DIRECTIONS: Exactly reproduce the lines that follow.

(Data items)
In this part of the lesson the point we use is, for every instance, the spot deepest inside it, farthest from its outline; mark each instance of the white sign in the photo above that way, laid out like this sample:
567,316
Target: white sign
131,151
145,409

RESULT OF THE TASK:
In this part of the lesson the point we use is, for every instance, the spot deepest inside it, farthest from its outline; mark each instance of the white sign in the photo above that way, laid out like this sample:
567,316
Target: white sign
131,151
145,409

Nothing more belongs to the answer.